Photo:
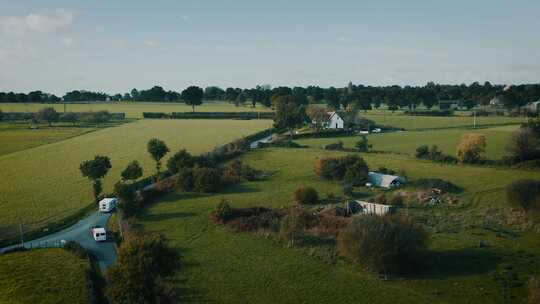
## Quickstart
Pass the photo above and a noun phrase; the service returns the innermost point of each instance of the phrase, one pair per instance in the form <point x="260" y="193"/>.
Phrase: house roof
<point x="383" y="180"/>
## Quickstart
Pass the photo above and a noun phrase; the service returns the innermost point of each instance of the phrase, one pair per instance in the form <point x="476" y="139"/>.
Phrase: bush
<point x="206" y="180"/>
<point x="137" y="276"/>
<point x="524" y="193"/>
<point x="76" y="249"/>
<point x="180" y="160"/>
<point x="185" y="181"/>
<point x="383" y="244"/>
<point x="422" y="152"/>
<point x="437" y="183"/>
<point x="534" y="290"/>
<point x="306" y="195"/>
<point x="223" y="212"/>
<point x="397" y="200"/>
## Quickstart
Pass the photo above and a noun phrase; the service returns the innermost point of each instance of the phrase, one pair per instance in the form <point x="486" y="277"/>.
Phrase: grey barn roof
<point x="384" y="180"/>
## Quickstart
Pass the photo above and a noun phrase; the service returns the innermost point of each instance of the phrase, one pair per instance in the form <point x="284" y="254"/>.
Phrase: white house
<point x="107" y="204"/>
<point x="385" y="180"/>
<point x="373" y="208"/>
<point x="334" y="121"/>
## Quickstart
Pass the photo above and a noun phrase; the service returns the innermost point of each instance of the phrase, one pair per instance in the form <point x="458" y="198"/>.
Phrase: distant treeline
<point x="363" y="97"/>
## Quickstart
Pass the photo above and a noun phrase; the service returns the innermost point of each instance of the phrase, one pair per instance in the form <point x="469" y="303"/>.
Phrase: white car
<point x="99" y="234"/>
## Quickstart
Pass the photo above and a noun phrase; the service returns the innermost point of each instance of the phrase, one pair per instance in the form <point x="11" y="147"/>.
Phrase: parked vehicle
<point x="107" y="204"/>
<point x="99" y="234"/>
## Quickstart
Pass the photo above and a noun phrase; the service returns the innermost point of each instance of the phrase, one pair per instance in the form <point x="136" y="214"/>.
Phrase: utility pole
<point x="21" y="234"/>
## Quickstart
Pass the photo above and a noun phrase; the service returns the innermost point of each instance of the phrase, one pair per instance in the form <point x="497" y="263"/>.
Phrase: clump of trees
<point x="95" y="170"/>
<point x="192" y="96"/>
<point x="352" y="169"/>
<point x="141" y="272"/>
<point x="306" y="196"/>
<point x="524" y="193"/>
<point x="389" y="244"/>
<point x="157" y="149"/>
<point x="471" y="148"/>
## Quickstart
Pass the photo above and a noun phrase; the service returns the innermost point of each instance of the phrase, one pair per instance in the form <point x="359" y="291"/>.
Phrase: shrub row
<point x="430" y="113"/>
<point x="210" y="115"/>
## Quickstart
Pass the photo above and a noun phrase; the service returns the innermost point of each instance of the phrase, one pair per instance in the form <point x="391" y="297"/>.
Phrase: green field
<point x="132" y="109"/>
<point x="43" y="276"/>
<point x="408" y="122"/>
<point x="226" y="267"/>
<point x="407" y="142"/>
<point x="17" y="137"/>
<point x="44" y="184"/>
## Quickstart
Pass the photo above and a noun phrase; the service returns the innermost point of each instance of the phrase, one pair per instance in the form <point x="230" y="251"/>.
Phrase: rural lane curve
<point x="104" y="252"/>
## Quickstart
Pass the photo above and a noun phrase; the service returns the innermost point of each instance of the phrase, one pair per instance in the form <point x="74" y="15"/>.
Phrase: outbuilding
<point x="373" y="208"/>
<point x="334" y="121"/>
<point x="386" y="180"/>
<point x="107" y="204"/>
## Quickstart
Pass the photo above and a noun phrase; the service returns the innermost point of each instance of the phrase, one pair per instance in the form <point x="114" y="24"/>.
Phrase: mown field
<point x="43" y="276"/>
<point x="227" y="267"/>
<point x="132" y="109"/>
<point x="407" y="142"/>
<point x="408" y="122"/>
<point x="44" y="184"/>
<point x="18" y="136"/>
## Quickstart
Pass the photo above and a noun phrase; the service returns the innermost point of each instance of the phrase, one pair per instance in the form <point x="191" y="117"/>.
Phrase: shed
<point x="373" y="208"/>
<point x="334" y="121"/>
<point x="386" y="180"/>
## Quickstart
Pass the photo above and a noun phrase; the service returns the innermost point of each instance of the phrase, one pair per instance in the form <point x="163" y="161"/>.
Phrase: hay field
<point x="132" y="109"/>
<point x="44" y="183"/>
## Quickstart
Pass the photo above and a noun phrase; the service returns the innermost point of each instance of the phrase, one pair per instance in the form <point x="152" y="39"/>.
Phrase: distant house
<point x="334" y="121"/>
<point x="533" y="107"/>
<point x="373" y="208"/>
<point x="450" y="104"/>
<point x="385" y="180"/>
<point x="496" y="101"/>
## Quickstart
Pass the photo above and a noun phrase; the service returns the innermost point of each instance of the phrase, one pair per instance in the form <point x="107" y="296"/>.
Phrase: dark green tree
<point x="157" y="149"/>
<point x="95" y="170"/>
<point x="132" y="172"/>
<point x="193" y="96"/>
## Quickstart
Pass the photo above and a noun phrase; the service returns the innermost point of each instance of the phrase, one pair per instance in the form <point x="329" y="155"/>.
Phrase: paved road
<point x="104" y="252"/>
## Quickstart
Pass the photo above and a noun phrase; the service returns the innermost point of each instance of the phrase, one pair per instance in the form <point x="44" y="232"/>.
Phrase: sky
<point x="114" y="46"/>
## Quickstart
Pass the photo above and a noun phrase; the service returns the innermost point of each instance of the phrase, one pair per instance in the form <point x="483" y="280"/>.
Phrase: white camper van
<point x="107" y="204"/>
<point x="99" y="234"/>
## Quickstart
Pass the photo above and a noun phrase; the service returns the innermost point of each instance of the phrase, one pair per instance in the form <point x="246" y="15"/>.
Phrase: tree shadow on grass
<point x="156" y="217"/>
<point x="458" y="262"/>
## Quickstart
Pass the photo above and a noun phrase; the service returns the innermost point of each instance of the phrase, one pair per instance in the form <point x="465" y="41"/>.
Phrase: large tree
<point x="193" y="96"/>
<point x="289" y="114"/>
<point x="95" y="170"/>
<point x="132" y="172"/>
<point x="157" y="149"/>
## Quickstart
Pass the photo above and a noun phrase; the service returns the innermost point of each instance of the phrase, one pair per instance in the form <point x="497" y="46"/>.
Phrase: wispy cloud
<point x="150" y="43"/>
<point x="43" y="22"/>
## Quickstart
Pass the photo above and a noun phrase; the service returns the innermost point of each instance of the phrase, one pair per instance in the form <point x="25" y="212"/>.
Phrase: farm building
<point x="385" y="180"/>
<point x="533" y="107"/>
<point x="334" y="121"/>
<point x="373" y="208"/>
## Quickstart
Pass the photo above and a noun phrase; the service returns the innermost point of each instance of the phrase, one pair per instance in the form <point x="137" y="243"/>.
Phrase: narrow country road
<point x="104" y="252"/>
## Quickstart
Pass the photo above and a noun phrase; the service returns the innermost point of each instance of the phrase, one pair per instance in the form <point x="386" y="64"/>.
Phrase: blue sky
<point x="114" y="46"/>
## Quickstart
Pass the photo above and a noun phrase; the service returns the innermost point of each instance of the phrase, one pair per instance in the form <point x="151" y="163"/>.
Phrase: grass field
<point x="227" y="267"/>
<point x="431" y="122"/>
<point x="132" y="109"/>
<point x="16" y="137"/>
<point x="44" y="183"/>
<point x="43" y="276"/>
<point x="407" y="142"/>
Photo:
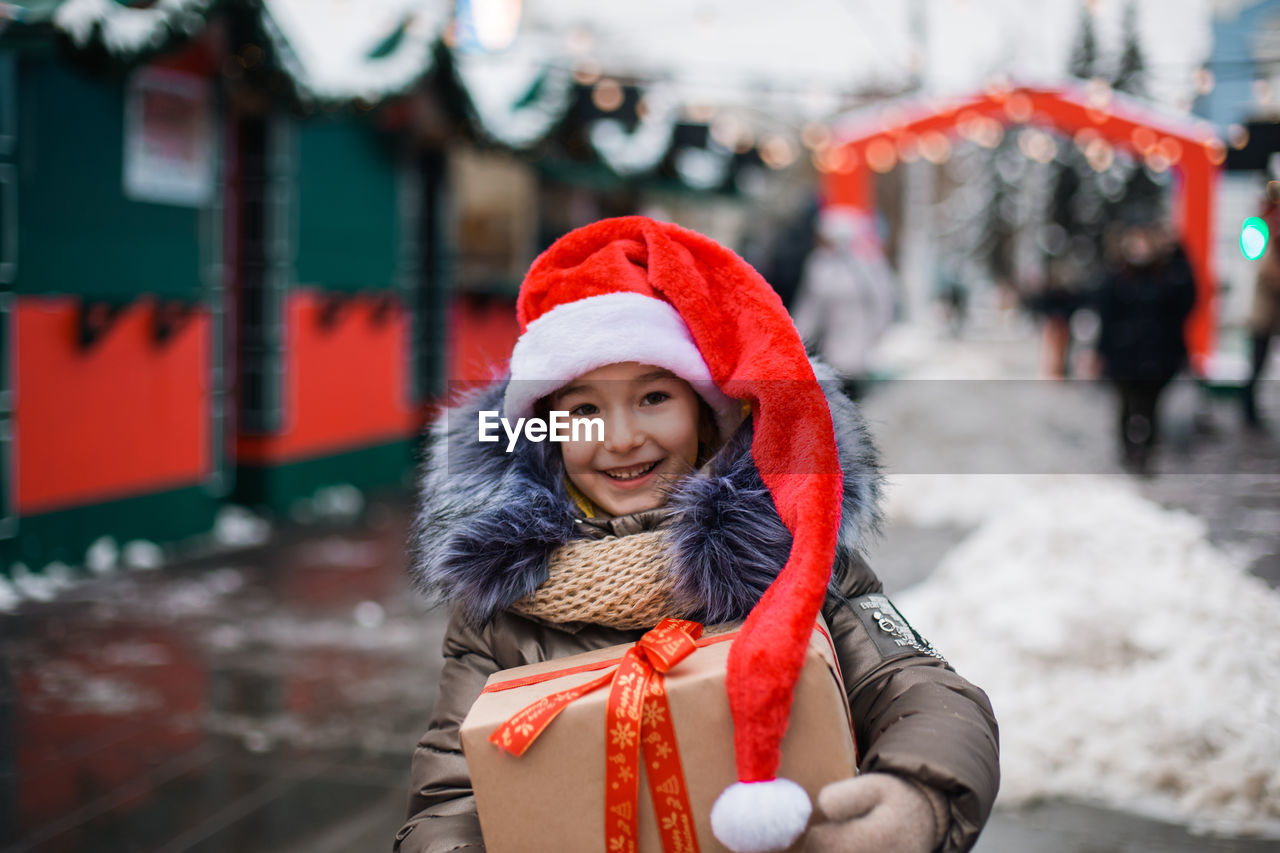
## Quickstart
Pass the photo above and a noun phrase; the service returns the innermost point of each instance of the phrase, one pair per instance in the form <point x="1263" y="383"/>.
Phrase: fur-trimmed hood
<point x="489" y="520"/>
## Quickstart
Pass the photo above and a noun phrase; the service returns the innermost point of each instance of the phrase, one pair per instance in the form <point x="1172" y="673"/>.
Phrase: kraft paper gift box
<point x="553" y="797"/>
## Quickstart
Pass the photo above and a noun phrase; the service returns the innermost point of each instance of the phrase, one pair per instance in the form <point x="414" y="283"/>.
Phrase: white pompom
<point x="759" y="817"/>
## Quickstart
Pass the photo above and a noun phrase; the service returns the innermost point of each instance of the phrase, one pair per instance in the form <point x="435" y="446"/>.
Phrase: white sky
<point x="845" y="44"/>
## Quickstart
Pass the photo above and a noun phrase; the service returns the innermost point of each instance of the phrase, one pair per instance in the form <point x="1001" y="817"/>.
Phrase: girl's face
<point x="650" y="434"/>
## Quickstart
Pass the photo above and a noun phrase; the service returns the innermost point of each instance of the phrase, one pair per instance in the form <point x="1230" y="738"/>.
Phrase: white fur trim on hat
<point x="577" y="337"/>
<point x="760" y="817"/>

○ ○ ○

--- TASK BRIEF ---
Copy out every line in the rows above that contains the word "distant".

--- FINAL RESULT ---
Phrase: distant treeline
Phrase: distant house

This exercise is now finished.